Task set:
1) Return everything in the transcript about Ronald Reagan's letters from "SKINNER: The great" down to "on his critics.".
2) Write the next part of the transcript about Ronald Reagan's letters, picking up after its final sentence.

SKINNER: The great (UNINTELLIGIBLE) the letters is how much, at every phase of his life, Ronald Reagan was in control of what he was doing -- of his thoughts, of his policies, of his ideas. But I don't think he felt the need to just defend himself through press conferences on a daily basis.

BROWN: He expressed this early in his presidency in a letter to his friend, John Kohler (ph). "I have a foreign policy. I'm working on it," he wrote. "I just don't happen to think that it's wise to always stand up and put in quotation marks in front of the world what your foreign policy is. I am a believer," he wrote, "in quiet diplomacy."

Ronald Reagan was not afraid of taking on his critics.

SKINNER: He would really outline in great detail, walk them through the steps of what he was doing. And he did that elegantly and frequently in letters.

BROWN: In response to a 1987 editorial critical of the INF (ph) treaty, he wrote, "We haven't weakened Western defense at all. Quite the contrary. They are removing four warheads for every one we are taking out. But more importantly, we still have thousands of tactical warheads on line."

SKINNER: And I think he might have been able to alter the impression that he was somewhat of an empty suit had he been as revelatory in public as he was in writing. But I think he was so comfortable in his own skin, and he was so -- that he didn't feel the need to outline everything that he was doing.

BROWN: In 1994, Ronald Reagan wrote his good-bye letter to the country, revealing that he had Alzheimer's. We thought of it as the end of his political career, but he didn't. SKINNER: It's after the -- the -- the '94 election has taken place, and Republican -- the Republican Party has just won the House of Representatives for the first time in a long time. And nine days, again, after Reagan wrote his good-bye letter to the nation, he writes just a brief note.

Collected data:
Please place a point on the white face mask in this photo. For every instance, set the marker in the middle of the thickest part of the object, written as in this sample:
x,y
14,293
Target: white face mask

Responses to the tasks:
1)
SKINNER: The great (UNINTELLIGIBLE) the letters is how much, at every phase of his life, Ronald Reagan was in control of what he was doing -- of his thoughts, of his policies, of his ideas. But I don't think he felt the need to just defend himself through press conferences on a daily basis.

BROWN: He expressed this early in his presidency in a letter to his friend, John Kohler (ph). "I have a foreign policy. I'm working on it," he wrote. "I just don't happen to think that it's wise to always stand up and put in quotation marks in front of the world what your foreign policy is. I am a believer," he wrote, "in quiet diplomacy."

Ronald Reagan was not afraid of taking on his critics.

2)
BROWN: And this is what he wrote. "Dear Haley," writing to Haley Barbour, the chairman of the Republican Party, "congratulations on the great job from the Republican Party. I couldn't be happier with the results of the election." And he added, "Please don't count me out. I'll be putting in my licks for the Republicans as long as I am able."

He wasn't able much longer, and we know little about the 10 years that followed. The letters tell us much about Ronald Reagan, but they cannot tell us much about that.

(END VIDEOTAPE)

The letters of Ronald Reagan. We'll take a break. When we come back, a good-by to the president and to another (ph) and to the country. This is NEWSNIGHT.

(COMMERCIAL BREAK)

BROWN: Finally from us tonight, a couple of good-byes. Lost perhaps a bit in the death of President Reagan was the death yesterday of Ray Charles, both men giants in very different ways. But take three minutes and change and marry their passings together, and you find a tribute fitting to each and to the country that honors them both.

(BEGIN VIDEO CLIP)

RAY CHARLES (singing): Oh, beautiful for heroes proved in liberating strife, who more than self their country loved and mercy more than life, America, America, may God that gold refine till all success be nobleness and every gain divine -- and you know, when I was in school, we used to sing it something like this, listen here -- oh, beautiful for spacious skies, for amber waves of grain, for purple mountain majesties above the fruited plain -- well, now, wait a minute! I'm talking about -- America, sweet America, you know, God done shed his grace on thee, he crowned thy good, yes he did, in brotherhood, from sea to shining sea -- you know, I wish I had somebody to help me sing this -- America, I love you, America, you know, my God, he done shed his grace on thee -- and you ought to love him for it because -- he crowned they good, he told me he would, in brotherhood, from sea to shining sea. Praise the Lord! Oh, Lord! I thank you, Lord!

(END VIDEO CLIP)

BROWN: The work of NEWSNIGHT producer Mary Anne Fox.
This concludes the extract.